(Exercise input Opens)

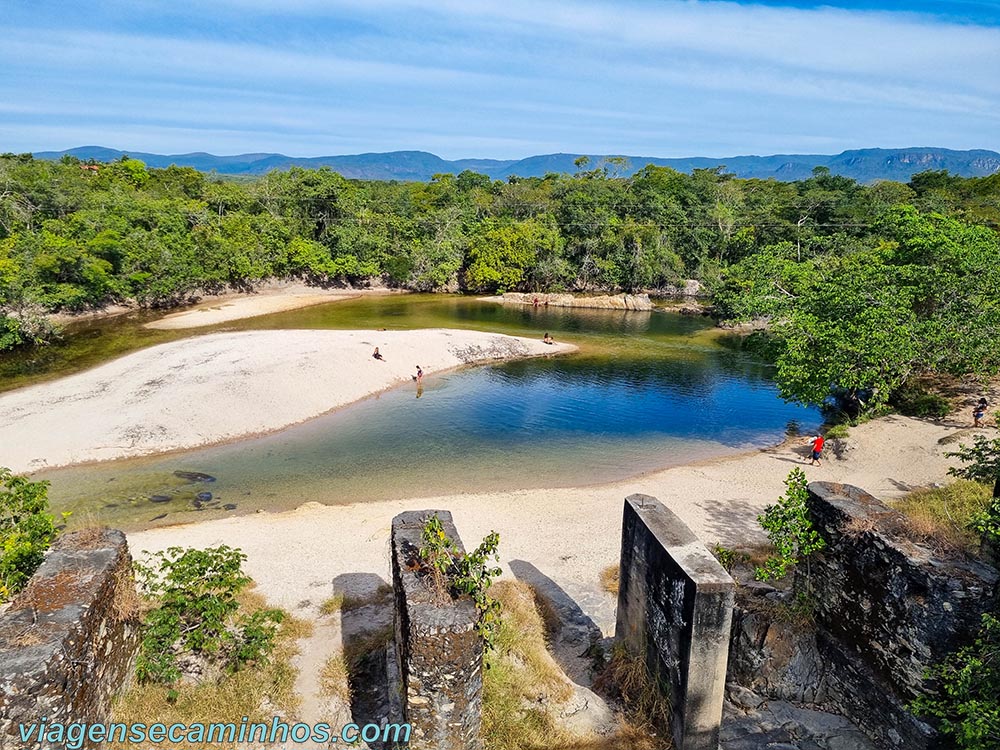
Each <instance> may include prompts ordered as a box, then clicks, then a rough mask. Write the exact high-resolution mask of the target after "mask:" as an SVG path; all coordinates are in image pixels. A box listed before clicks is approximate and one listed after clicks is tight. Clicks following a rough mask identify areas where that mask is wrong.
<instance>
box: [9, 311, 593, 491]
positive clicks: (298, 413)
mask: <svg viewBox="0 0 1000 750" xmlns="http://www.w3.org/2000/svg"><path fill="white" fill-rule="evenodd" d="M376 346H377V347H379V348H380V350H381V352H382V354H383V356H384V357H385V360H384V361H378V360H375V359H373V358H372V352H373V350H374V348H375V347H376ZM574 349H575V347H573V346H571V345H568V344H556V345H551V346H550V345H546V344H543V343H542V342H541V341H538V340H531V339H523V338H516V337H512V336H502V335H499V334H492V333H482V332H478V331H457V330H455V331H453V330H446V329H429V330H421V331H251V332H243V333H221V334H210V335H206V336H198V337H194V338H189V339H184V340H182V341H175V342H171V343H168V344H161V345H159V346H154V347H150V348H148V349H143V350H141V351H138V352H135V353H133V354H129V355H127V356H125V357H122V358H120V359H117V360H114V361H112V362H108V363H106V364H104V365H101V366H99V367H96V368H94V369H92V370H88V371H86V372H82V373H78V374H76V375H71V376H69V377H66V378H62V379H60V380H57V381H52V382H49V383H42V384H39V385H34V386H29V387H27V388H22V389H19V390H16V391H11V392H8V393H4V394H2V395H0V466H7V467H9V468H11V469H13V470H14V471H16V472H19V471H36V470H38V469H40V468H43V467H54V466H65V465H68V464H73V463H80V462H84V461H95V460H108V459H114V458H122V457H126V456H138V455H146V454H150V453H158V452H163V451H169V450H177V449H181V448H193V447H196V446H199V445H206V444H209V443H215V442H220V441H227V440H234V439H237V438H241V437H248V436H251V435H257V434H262V433H266V432H272V431H274V430H278V429H281V428H284V427H288V426H290V425H293V424H297V423H299V422H302V421H305V420H307V419H311V418H312V417H316V416H319V415H320V414H323V413H325V412H328V411H330V410H331V409H335V408H337V407H340V406H344V405H346V404H349V403H352V402H354V401H357V400H359V399H362V398H365V397H366V396H369V395H371V394H374V393H377V392H379V391H382V390H384V389H386V388H390V387H392V386H395V385H398V384H400V383H403V382H406V381H409V380H410V379H411V377H412V375H413V373H414V372H415V368H416V365H418V364H419V365H421V366H422V367H423V370H424V372H425V373H428V374H429V373H432V372H436V371H441V370H447V369H450V368H453V367H457V366H460V365H463V364H469V363H474V362H483V361H490V360H496V359H510V358H514V357H528V356H538V355H550V354H557V353H563V352H568V351H573V350H574Z"/></svg>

(Exercise input Closes)

[Required work] Every entry above, pictures excluded, needs to be duplicated exactly.

[Answer space]
Each <instance> may include prompts ordered as a box, then clicks, then a rough mask. Write the exact high-resolution mask of the target after "mask:" as an SVG path; all coordinates are in image pixels. A box listed before clicks is approximate and one listed after clicks is tight. Clicks following a rough mask identify areas where that mask is wrong.
<instance>
box: [9, 311, 593, 491]
positive clicks: (298, 413)
mask: <svg viewBox="0 0 1000 750" xmlns="http://www.w3.org/2000/svg"><path fill="white" fill-rule="evenodd" d="M376 346H377V347H379V348H380V350H381V352H382V354H383V356H384V357H385V360H384V361H378V360H375V359H373V358H372V352H373V350H374V348H375V347H376ZM574 349H575V347H573V346H571V345H568V344H556V345H551V346H550V345H546V344H543V343H542V342H541V341H538V340H531V339H523V338H516V337H512V336H502V335H499V334H492V333H482V332H478V331H457V330H455V331H453V330H446V329H429V330H421V331H251V332H243V333H221V334H210V335H206V336H198V337H194V338H189V339H184V340H182V341H175V342H171V343H168V344H161V345H159V346H154V347H150V348H148V349H143V350H141V351H138V352H135V353H133V354H129V355H127V356H125V357H122V358H120V359H117V360H114V361H112V362H108V363H106V364H104V365H101V366H99V367H96V368H94V369H92V370H88V371H86V372H82V373H78V374H76V375H71V376H69V377H66V378H62V379H60V380H57V381H52V382H49V383H42V384H39V385H34V386H29V387H27V388H22V389H19V390H16V391H11V392H8V393H4V394H2V395H0V466H7V467H9V468H11V469H13V470H14V471H16V472H19V471H36V470H38V469H40V468H43V467H54V466H65V465H68V464H73V463H80V462H84V461H95V460H108V459H114V458H122V457H126V456H138V455H146V454H150V453H158V452H163V451H169V450H177V449H181V448H193V447H196V446H199V445H206V444H209V443H215V442H220V441H227V440H234V439H237V438H241V437H248V436H251V435H257V434H262V433H266V432H272V431H274V430H278V429H281V428H284V427H288V426H290V425H293V424H297V423H299V422H302V421H305V420H307V419H311V418H312V417H316V416H319V415H320V414H323V413H325V412H328V411H330V410H331V409H335V408H337V407H340V406H344V405H346V404H349V403H352V402H354V401H357V400H359V399H362V398H365V397H366V396H369V395H371V394H374V393H377V392H379V391H382V390H384V389H386V388H390V387H392V386H395V385H398V384H400V383H403V382H406V381H409V380H410V379H411V377H412V375H413V373H414V372H415V368H416V365H418V364H419V365H421V366H422V367H423V370H424V372H425V373H428V374H429V373H432V372H436V371H441V370H447V369H450V368H453V367H457V366H460V365H463V364H469V363H474V362H483V361H490V360H496V359H510V358H514V357H528V356H538V355H550V354H557V353H563V352H568V351H573V350H574Z"/></svg>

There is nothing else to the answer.